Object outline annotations
=======
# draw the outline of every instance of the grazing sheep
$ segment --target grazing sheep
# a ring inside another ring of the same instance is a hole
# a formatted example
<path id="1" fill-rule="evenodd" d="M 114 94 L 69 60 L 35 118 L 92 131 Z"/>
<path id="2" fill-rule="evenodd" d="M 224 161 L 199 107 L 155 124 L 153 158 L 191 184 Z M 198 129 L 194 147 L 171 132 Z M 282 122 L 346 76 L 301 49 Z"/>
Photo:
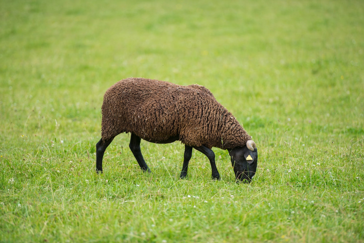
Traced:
=======
--- TASK OBJECTIVE ---
Copy the listing above line for line, exactly as it appears, omitting the pictures from your copy.

--- FINISHED TASK ---
# draw the outline of every instance of the grazing sheep
$ segment --target grazing sheep
# a ring inside another ring of the same instance is a hole
# a formatted example
<path id="1" fill-rule="evenodd" d="M 114 94 L 69 60 L 35 118 L 92 131 Z"/>
<path id="2" fill-rule="evenodd" d="M 224 161 L 199 107 L 155 124 L 153 158 L 191 184 Z M 198 129 L 194 147 L 171 132 Z M 282 122 L 346 76 L 301 49 Z"/>
Photo:
Traced:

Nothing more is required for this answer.